Reply with exactly the lines from the one that contains "the tree, each" through the last line of the records below, and with no other lines.

══════

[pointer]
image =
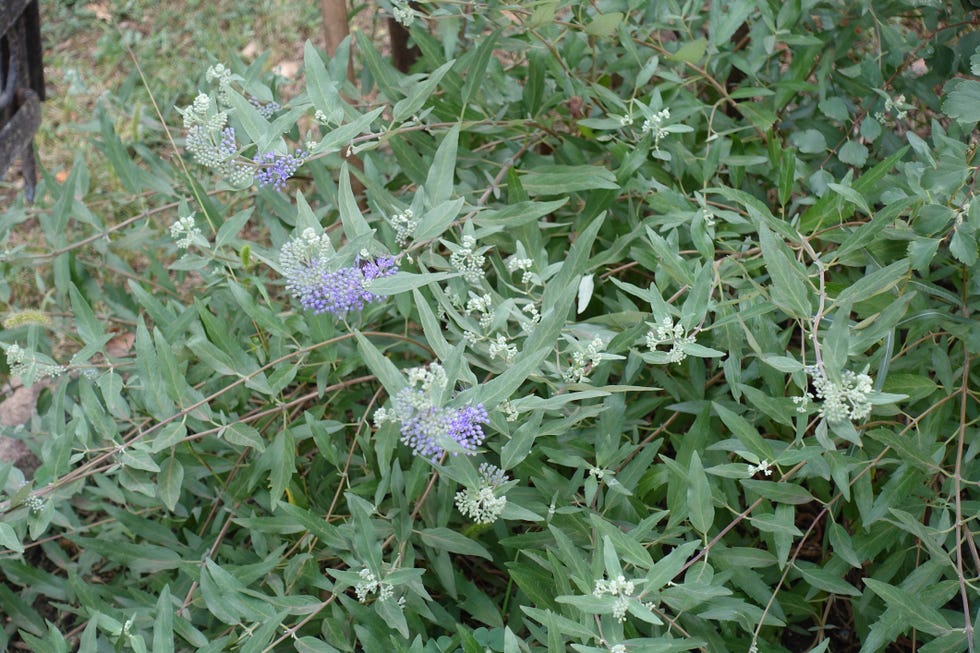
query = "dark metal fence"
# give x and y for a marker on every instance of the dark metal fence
(21, 86)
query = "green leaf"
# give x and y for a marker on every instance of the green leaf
(963, 246)
(256, 126)
(961, 100)
(280, 456)
(476, 71)
(380, 365)
(436, 220)
(355, 225)
(243, 435)
(874, 283)
(9, 539)
(853, 153)
(667, 568)
(834, 107)
(561, 179)
(604, 25)
(790, 287)
(851, 195)
(420, 93)
(322, 90)
(170, 481)
(810, 141)
(163, 623)
(779, 492)
(841, 545)
(746, 433)
(782, 363)
(701, 510)
(383, 72)
(787, 175)
(446, 539)
(439, 181)
(88, 326)
(117, 155)
(825, 580)
(340, 137)
(690, 52)
(230, 228)
(919, 615)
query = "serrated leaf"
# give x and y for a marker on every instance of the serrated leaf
(963, 246)
(790, 290)
(919, 615)
(778, 492)
(853, 153)
(350, 214)
(88, 326)
(961, 100)
(380, 365)
(9, 539)
(420, 93)
(230, 228)
(782, 363)
(476, 72)
(446, 539)
(825, 580)
(439, 182)
(561, 179)
(280, 456)
(874, 283)
(243, 435)
(256, 126)
(604, 25)
(170, 482)
(701, 509)
(437, 219)
(810, 141)
(691, 51)
(585, 287)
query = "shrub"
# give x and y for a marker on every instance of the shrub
(620, 326)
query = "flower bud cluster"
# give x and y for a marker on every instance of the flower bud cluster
(468, 261)
(654, 125)
(847, 400)
(35, 504)
(668, 333)
(515, 263)
(481, 504)
(619, 587)
(274, 169)
(370, 584)
(403, 14)
(312, 279)
(404, 224)
(265, 109)
(23, 363)
(583, 361)
(482, 304)
(185, 233)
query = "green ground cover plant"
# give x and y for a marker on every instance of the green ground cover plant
(618, 326)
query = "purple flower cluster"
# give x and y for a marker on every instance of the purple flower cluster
(274, 169)
(430, 428)
(338, 291)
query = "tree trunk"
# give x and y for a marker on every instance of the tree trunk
(336, 28)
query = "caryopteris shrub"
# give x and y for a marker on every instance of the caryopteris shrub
(615, 326)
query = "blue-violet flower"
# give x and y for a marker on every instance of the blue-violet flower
(274, 169)
(306, 265)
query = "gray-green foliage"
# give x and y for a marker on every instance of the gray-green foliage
(710, 267)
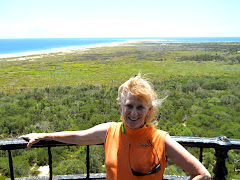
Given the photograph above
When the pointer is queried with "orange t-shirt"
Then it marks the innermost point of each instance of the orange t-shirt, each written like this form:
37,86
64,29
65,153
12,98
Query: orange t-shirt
132,149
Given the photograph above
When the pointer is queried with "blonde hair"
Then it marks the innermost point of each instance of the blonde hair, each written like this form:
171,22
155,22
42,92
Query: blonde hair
141,88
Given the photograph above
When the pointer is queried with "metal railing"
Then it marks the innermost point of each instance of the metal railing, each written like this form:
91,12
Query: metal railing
221,145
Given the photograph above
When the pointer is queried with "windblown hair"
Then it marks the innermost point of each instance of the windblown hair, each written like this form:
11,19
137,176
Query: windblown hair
141,88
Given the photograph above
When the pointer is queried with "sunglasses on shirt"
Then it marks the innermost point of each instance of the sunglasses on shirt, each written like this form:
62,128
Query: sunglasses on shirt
155,170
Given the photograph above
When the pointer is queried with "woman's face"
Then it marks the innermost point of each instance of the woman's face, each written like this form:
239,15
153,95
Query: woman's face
134,111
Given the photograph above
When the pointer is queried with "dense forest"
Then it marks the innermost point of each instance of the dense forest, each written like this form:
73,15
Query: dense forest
77,91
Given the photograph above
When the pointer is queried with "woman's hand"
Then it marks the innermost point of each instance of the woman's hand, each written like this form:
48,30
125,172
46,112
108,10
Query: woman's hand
33,138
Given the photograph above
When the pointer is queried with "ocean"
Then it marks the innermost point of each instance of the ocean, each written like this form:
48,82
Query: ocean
23,47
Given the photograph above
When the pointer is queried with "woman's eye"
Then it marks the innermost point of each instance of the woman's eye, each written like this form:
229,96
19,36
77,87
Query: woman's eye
129,106
140,107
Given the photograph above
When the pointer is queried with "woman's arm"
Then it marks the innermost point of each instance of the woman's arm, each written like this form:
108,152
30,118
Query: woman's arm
181,157
94,135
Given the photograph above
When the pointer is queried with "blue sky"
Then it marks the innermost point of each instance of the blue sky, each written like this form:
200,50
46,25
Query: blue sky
119,18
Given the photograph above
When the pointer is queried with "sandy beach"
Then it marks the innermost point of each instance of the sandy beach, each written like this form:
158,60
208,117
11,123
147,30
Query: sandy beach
31,55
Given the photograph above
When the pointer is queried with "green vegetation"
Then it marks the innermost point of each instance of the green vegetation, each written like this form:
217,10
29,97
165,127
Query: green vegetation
78,90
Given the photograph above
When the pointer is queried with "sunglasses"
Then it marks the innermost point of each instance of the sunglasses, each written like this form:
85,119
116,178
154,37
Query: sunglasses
155,170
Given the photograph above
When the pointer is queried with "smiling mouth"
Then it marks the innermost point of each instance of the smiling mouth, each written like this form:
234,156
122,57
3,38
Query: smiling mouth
132,119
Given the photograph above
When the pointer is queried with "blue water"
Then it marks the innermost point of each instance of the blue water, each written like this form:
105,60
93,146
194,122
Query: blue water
15,46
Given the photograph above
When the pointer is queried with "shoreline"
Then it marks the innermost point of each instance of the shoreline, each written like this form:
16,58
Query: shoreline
70,49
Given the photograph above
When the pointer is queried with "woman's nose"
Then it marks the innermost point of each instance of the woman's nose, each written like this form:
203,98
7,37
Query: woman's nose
134,112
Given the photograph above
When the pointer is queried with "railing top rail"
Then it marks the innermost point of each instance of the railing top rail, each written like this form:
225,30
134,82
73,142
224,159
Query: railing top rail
204,142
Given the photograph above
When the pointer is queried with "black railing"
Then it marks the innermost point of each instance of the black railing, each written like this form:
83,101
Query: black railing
221,145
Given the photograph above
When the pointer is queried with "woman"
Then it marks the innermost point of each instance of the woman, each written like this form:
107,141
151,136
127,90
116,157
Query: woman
134,148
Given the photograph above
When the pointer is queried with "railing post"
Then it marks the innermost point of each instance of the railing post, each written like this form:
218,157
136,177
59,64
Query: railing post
88,163
10,164
201,155
221,153
50,162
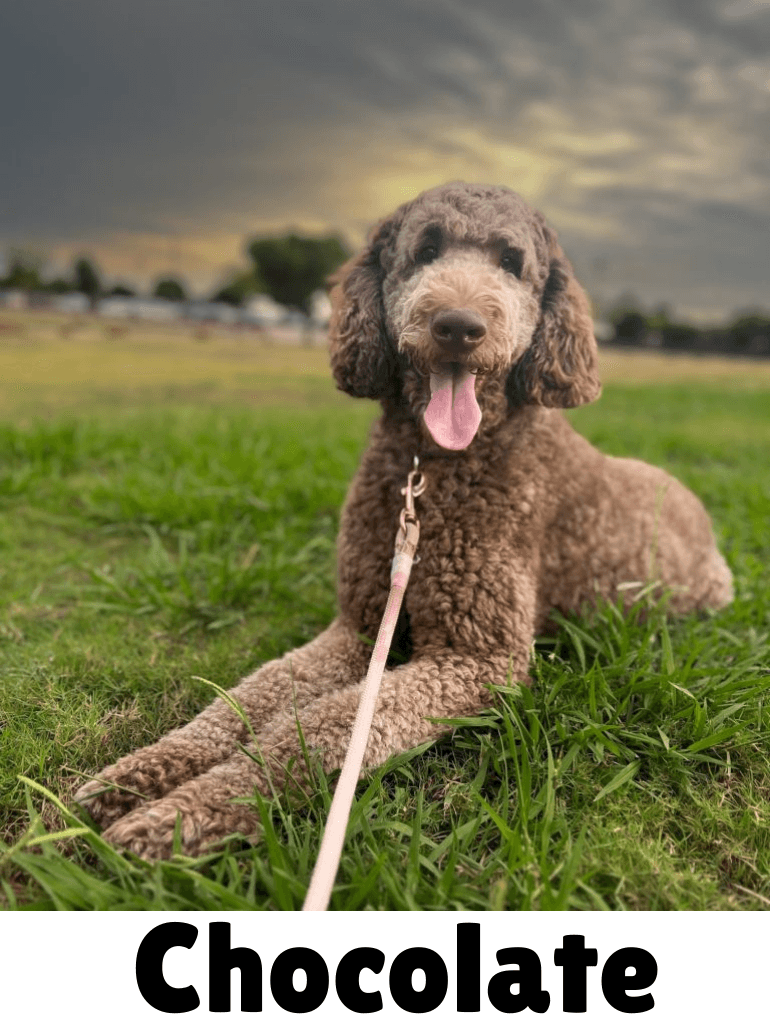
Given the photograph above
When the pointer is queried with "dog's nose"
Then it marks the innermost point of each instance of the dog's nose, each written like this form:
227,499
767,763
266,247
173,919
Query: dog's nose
458,330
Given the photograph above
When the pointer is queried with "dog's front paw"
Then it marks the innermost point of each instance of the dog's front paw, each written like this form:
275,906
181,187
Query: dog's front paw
103,798
151,832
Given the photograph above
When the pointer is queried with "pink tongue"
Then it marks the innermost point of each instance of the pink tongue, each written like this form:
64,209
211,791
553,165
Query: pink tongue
453,415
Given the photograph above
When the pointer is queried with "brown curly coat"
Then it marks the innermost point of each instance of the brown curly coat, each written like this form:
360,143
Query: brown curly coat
520,518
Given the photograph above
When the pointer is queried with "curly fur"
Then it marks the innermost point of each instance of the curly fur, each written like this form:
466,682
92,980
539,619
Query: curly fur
527,518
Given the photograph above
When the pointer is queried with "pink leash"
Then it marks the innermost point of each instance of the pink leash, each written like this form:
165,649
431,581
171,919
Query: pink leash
319,890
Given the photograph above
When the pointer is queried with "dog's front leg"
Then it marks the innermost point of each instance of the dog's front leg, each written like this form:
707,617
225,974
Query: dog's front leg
442,686
335,658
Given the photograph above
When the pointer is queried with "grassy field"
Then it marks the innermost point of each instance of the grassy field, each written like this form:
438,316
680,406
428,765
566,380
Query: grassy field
168,508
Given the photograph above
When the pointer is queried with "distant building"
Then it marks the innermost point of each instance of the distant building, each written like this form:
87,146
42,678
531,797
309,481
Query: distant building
133,307
211,312
13,299
263,311
71,302
321,308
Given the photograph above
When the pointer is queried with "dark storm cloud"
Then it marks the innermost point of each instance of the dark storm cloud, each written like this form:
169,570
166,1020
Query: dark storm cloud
640,128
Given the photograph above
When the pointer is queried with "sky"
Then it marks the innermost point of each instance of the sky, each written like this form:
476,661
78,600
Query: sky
160,135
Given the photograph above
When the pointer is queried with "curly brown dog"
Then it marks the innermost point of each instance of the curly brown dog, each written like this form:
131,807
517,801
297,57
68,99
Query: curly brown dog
463,317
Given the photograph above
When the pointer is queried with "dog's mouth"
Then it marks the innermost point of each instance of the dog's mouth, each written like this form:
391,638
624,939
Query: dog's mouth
453,416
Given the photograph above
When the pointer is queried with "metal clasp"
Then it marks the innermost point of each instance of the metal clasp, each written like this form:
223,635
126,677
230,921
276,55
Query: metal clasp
416,483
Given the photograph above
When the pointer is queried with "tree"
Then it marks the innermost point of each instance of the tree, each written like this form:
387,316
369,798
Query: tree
87,279
750,332
293,267
169,289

══════

ANSWER TO THE PROBLEM:
Then it marks the innermost point of each instance of the tree, each written like this form:
387,316
369,798
Query: tree
87,279
750,332
293,267
169,289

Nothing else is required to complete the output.